**Passage shown:**
I am 40
Two weeks ago I celebrated my 40th birthday. The day was perfect; I had a lazy morning, set up a new drum kit, and went for a delicious Portuguese dinner with my husband and son.
To complement my birthday celebrations, I requested that people on The Internet send me a letter via email that I would open on my birthday. The Internet did not disappoint: I received 20 letters, some from strangers, some from newsletter subscribers, some from friends, and each one was delightful to read. I replied to every single one.
Some letters were written in the style of my newsletter, Weird Wide Web Hole. This was incredible to experience:
I don't know you
You're a total stranger
You are a face and some words
A logo and sometimes a voice
You enlighten my Thursdays
Your name is a breath of air in my mails
I'm not sure if I like IT anymore (don't tell my bosses)
But I like your sharings for sure
It has a feeling
melancholic, hopeful, magical, weird (in a good way)
It inspires me
This feeling is way more important than the topic
The letters also said some wonderful things:
Your presence on the web, your posts, your videos, your live streaming, your you-ness is so very refreshing and enjoyable. You inspire so many of us to be our best at whatever it is we're doing.
I don't know you that well, but I see you on Bluesky and it looks like you create fun things. The world needs more fun people creating fun things.
An Internet Friend who became an IRL friend this year (despite living very far away) gifted me with these beautiful words:
I'm so absurdly grateful that you've come into my life in a genuine way this past year. I still don't know that I can express to you how crazy it is that I have looked up to someone on the internet for years, admired your work, the incredible things you find for your newsletter, the way you teach and present yourself in public regard with such genuine-ness - never trying to hide or dampen your personality, and then one day I was just able to text you about life and hear about what yoga class you're going to this week.
It's a fucking delight and the world is a magical place AND what an honor it is to have a friend that I look up to and admire and want to become more like as I develop in my own career and as a human.
They also shared one of their favourite poems with me:
As usual, we're drunk with Love today. Evict your thoughts and find a song to play. Prayers and devotions come in countless shapes and sizes. Pick the ones the beauty in your soul recognizes.

**Goal A:** Extract every line of the records below that contains the string "canal".

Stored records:

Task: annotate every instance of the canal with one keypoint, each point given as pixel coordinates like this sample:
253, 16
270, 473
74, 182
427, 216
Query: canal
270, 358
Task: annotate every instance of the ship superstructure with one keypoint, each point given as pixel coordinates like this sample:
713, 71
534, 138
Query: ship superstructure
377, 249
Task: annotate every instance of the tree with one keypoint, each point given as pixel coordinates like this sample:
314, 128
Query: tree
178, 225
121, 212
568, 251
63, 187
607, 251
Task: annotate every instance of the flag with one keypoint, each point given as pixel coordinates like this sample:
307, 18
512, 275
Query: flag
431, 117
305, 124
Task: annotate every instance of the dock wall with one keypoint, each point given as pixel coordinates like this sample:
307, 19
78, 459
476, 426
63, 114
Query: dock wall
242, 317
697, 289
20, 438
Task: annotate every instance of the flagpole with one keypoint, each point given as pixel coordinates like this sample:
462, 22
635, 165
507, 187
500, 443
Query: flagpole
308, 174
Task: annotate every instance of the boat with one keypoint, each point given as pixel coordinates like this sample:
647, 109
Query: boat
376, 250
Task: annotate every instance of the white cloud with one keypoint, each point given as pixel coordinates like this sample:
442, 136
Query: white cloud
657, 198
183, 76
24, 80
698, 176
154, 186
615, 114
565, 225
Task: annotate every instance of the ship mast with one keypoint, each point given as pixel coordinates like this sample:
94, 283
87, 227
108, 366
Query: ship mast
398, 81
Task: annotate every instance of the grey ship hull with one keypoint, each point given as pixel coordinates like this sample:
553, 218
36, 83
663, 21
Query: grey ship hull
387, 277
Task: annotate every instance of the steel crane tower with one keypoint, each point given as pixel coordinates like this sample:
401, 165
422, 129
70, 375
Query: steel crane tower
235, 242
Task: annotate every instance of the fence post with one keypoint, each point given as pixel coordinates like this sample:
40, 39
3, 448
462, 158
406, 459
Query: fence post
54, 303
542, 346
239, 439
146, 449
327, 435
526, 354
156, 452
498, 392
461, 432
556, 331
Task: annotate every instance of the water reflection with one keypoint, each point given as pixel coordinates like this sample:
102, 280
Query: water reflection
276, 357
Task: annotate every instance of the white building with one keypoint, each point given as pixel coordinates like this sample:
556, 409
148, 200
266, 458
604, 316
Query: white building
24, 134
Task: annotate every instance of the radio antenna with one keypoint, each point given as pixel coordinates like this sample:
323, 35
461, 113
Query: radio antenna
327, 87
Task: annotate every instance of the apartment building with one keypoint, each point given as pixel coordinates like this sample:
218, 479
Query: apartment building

**Goal B:** According to the essay about turning 40, how many letters did the writer receive by email for the birthday?

**Full answer A:**
Task: annotate every instance of the canal with one keypoint, each point given as pixel coordinates like this sample:
Query: canal

**Full answer B:** 20 letters.